Point-per-instance localization data
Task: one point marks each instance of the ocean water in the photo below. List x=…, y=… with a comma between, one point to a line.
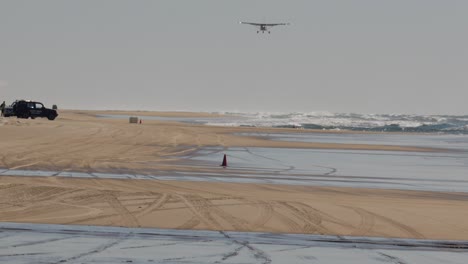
x=342, y=121
x=444, y=124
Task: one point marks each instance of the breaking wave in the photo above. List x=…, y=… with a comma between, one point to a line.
x=356, y=122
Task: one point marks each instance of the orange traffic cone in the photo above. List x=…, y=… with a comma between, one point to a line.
x=224, y=161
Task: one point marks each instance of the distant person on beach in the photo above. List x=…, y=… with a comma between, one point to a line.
x=2, y=107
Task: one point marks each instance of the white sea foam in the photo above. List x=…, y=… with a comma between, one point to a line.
x=327, y=120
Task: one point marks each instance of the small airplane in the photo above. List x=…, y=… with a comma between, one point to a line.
x=264, y=26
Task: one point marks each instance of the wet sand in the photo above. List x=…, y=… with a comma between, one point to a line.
x=77, y=141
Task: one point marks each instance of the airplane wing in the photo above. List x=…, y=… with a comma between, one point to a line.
x=276, y=24
x=265, y=24
x=253, y=24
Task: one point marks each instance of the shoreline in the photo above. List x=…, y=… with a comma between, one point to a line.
x=235, y=207
x=79, y=141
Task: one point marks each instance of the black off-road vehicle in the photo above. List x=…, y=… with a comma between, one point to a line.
x=26, y=109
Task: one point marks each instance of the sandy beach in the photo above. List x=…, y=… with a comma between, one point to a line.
x=78, y=141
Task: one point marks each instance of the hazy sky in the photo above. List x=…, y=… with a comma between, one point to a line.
x=364, y=56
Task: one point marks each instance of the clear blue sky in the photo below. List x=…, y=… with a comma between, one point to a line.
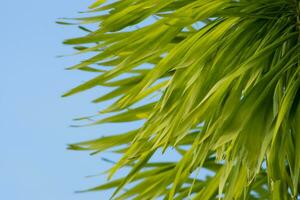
x=34, y=125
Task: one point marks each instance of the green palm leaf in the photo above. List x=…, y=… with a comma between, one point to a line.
x=216, y=80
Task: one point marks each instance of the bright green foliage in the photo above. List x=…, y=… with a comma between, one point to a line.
x=225, y=78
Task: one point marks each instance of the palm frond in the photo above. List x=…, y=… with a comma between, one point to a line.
x=215, y=80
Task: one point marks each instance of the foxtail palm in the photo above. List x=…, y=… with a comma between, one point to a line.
x=215, y=80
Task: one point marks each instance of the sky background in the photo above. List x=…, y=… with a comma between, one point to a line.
x=34, y=125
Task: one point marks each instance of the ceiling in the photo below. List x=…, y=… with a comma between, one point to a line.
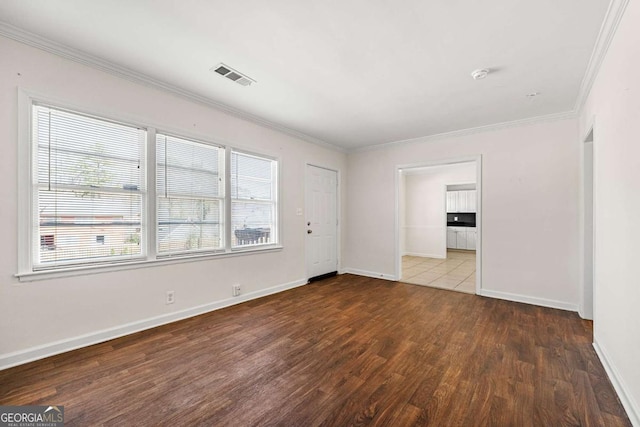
x=351, y=73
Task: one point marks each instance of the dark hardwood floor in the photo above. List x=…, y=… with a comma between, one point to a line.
x=343, y=351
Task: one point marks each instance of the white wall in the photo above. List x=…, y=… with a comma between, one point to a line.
x=70, y=311
x=425, y=218
x=613, y=108
x=529, y=205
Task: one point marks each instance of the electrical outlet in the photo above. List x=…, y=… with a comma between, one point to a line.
x=236, y=290
x=171, y=297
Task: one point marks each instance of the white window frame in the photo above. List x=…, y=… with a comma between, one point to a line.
x=222, y=198
x=26, y=169
x=275, y=188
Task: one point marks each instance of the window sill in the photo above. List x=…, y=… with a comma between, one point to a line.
x=85, y=270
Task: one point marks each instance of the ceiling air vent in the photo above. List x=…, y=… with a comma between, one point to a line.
x=233, y=75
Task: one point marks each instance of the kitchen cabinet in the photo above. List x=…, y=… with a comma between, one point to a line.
x=452, y=237
x=462, y=201
x=471, y=238
x=461, y=238
x=452, y=201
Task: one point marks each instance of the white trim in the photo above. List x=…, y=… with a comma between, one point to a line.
x=543, y=302
x=605, y=36
x=633, y=412
x=373, y=274
x=85, y=270
x=438, y=256
x=471, y=131
x=96, y=62
x=9, y=360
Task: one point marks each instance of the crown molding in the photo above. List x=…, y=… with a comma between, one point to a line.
x=470, y=131
x=605, y=36
x=84, y=58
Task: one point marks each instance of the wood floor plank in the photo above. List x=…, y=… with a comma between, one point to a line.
x=346, y=350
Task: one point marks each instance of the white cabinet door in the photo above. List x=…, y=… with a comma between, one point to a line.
x=472, y=201
x=452, y=201
x=471, y=238
x=462, y=201
x=451, y=238
x=461, y=240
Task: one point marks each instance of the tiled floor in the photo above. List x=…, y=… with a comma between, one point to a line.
x=457, y=272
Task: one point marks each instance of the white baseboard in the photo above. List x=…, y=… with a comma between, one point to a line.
x=9, y=360
x=618, y=384
x=529, y=300
x=370, y=274
x=438, y=256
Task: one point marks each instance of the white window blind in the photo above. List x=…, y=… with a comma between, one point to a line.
x=190, y=191
x=253, y=200
x=88, y=189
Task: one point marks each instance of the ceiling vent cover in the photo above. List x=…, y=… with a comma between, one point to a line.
x=233, y=75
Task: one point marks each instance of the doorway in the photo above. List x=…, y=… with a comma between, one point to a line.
x=321, y=222
x=427, y=222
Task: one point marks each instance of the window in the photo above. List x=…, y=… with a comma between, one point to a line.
x=89, y=182
x=48, y=242
x=90, y=198
x=253, y=200
x=190, y=191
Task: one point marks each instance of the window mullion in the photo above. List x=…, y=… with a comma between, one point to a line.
x=227, y=198
x=151, y=205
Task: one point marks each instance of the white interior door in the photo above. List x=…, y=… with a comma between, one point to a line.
x=321, y=221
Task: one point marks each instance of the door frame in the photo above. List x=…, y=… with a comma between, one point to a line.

> _WORK REQUIRED_
Write all the entries again word for word, minus the pictures.

> _YOUR RESPONSE_
Task: one point marks each instance of the ocean water in the photo below. List x=…, y=… with a comma between, one point to a line.
x=342, y=121
x=444, y=124
Task: one point marks each instance of the breaking wave in the photo above. List x=…, y=… with a comma between, one point to a line.
x=356, y=122
Task: one point marks each instance of the orange traffic cone in the photo above. List x=…, y=… with a comma between, one point to a line.
x=224, y=161
Task: one point marks each instance of the distant person on beach in the photo above. List x=…, y=… with a comma between, one point to a line.
x=2, y=107
Task: one point marks each instance of the white sea foam in the photo above. List x=…, y=… with a comma between, one point to a line.
x=327, y=120
Task: one point marks each instance of the small airplane in the photo above. List x=…, y=… with a comma between, one point to a line.
x=264, y=26
Task: one point marks each instance of the wet sand in the photo above. List x=…, y=… with a comma between, one point to a line.
x=77, y=141
Task: one point marks each instance of the airplane wing in the photo above. List x=…, y=… with a comma between, one point to a line.
x=276, y=24
x=265, y=24
x=253, y=24
Task: one point marks each instance of the shoreline in the photo above. List x=…, y=… with a comma between, one point to a line.
x=235, y=207
x=79, y=141
Task: one point marks each instance of the black off-road vehicle in the photo above. List x=…, y=… with a comma between, one point to a line.
x=26, y=109
Task: one point marks each instance of the sandy beach in the photo above. List x=…, y=… with a comma between, one point to a line.
x=78, y=141
Task: one point marks each instance of the hazy sky in the photo above. List x=…, y=… with a comma between, one point to a line.
x=364, y=56
Task: one point marks each instance of the clear blue sky in the photo below. List x=…, y=… with a comma between, one point to a line.
x=34, y=125
Task: one point marks each instance of the green palm leaf in the photo above. List x=…, y=… with a comma between, one point to a line.
x=216, y=80
Task: one point marks each instance of the bright green foliage in the photo above. List x=…, y=… with a comma between, one point to a line.
x=225, y=78
Task: one point marks each instance of the palm frond in the photo above. List x=…, y=… with a comma between, one point to a line.
x=215, y=80
Task: one point marks each instance of the foxtail palm in the photo above. List x=…, y=… with a comma between, one point to a line.
x=215, y=80
Task: one point marks each instance of the sky background in the photo above. List x=…, y=… with a comma between, one point to a line.
x=34, y=125
Task: one point marks each instance of the ceiling in the photo below. List x=…, y=… with a comma between, one point to a line.
x=351, y=73
Task: one point marks each instance of the dark hardwood floor in the photo above. List x=…, y=… with a comma between, one point to a line.
x=343, y=351
Task: one point marks each instance of the white wall in the photo above. List x=…, y=… with a comma between, one point to a line.
x=70, y=311
x=425, y=218
x=613, y=108
x=529, y=205
Task: one point marks each instance of the electrical outlet in the photo above. List x=…, y=… with a comma between, one point to a line.
x=236, y=290
x=171, y=297
Task: one point marks each instance of the white window frame in the photo above. List x=…, y=… with a comma between, one point to a line.
x=222, y=198
x=26, y=169
x=275, y=188
Task: one point marks each instance of the window sill in the photo above. List x=…, y=… with a comma between, one point to a line.
x=85, y=270
Task: one point marks each instance of the ceiling air vent in the photo above. List x=…, y=… with a comma between, one point to a line.
x=233, y=75
Task: one point marks each instance of the kitchen cabinet in the photo above. List x=…, y=… with a comma between, one point to a line.
x=452, y=237
x=462, y=201
x=471, y=238
x=461, y=238
x=452, y=201
Task: one point marks each instance of the white trim in the photo above. List x=…, y=… with a comma between, one point to a line.
x=543, y=302
x=605, y=36
x=633, y=412
x=373, y=274
x=85, y=270
x=438, y=256
x=471, y=131
x=96, y=62
x=9, y=360
Task: one point marks each instance of the crown molding in the photo above. List x=…, y=… with a comma between, one point to a line.
x=470, y=131
x=605, y=36
x=84, y=58
Task: one point marks each instance of the wood floor plank in the photo above. List x=…, y=… with a comma between, one point to a line.
x=346, y=350
Task: one point marks each instance of the white cabinet door in the photo above. List x=…, y=… with a comma between, one point to a line.
x=472, y=201
x=452, y=201
x=471, y=238
x=462, y=201
x=451, y=238
x=461, y=240
Task: one point marks each instance of the tiled floor in the photo above. List x=…, y=… with a comma between, one point to a line.
x=457, y=272
Task: one point marks each instance of the white baseboard in the photo above. List x=…, y=… with a comma between, one point to a line.
x=9, y=360
x=618, y=384
x=529, y=300
x=370, y=274
x=438, y=256
Task: one point marks each instance of the white window blind in the photo above. List x=…, y=… with a comma between, one point to a line.
x=190, y=191
x=253, y=200
x=88, y=189
Task: one point marks each instance of the ceiling vent cover in the photo above. List x=…, y=… with a comma between, one point to a line.
x=233, y=75
Task: one point marks each instance of the doorway in the photo above. List x=…, y=… with a comma between, one point to a line.
x=321, y=222
x=427, y=222
Task: one point marks each instance of the window in the photo above. List x=…, y=… with a comma between, one point to a line.
x=89, y=182
x=48, y=242
x=90, y=198
x=253, y=200
x=190, y=191
Task: one point marks each instance of the window mullion in the photo above. List x=…, y=… with a comma between, one point to a line.
x=227, y=198
x=151, y=205
Task: one point marks each instance of the white interior door in the photo above. List x=…, y=… with a comma between, one point to a line.
x=321, y=221
Task: one point marks each instance of the door frame in the photo above. List x=…, y=… with a comma between, one point to a line.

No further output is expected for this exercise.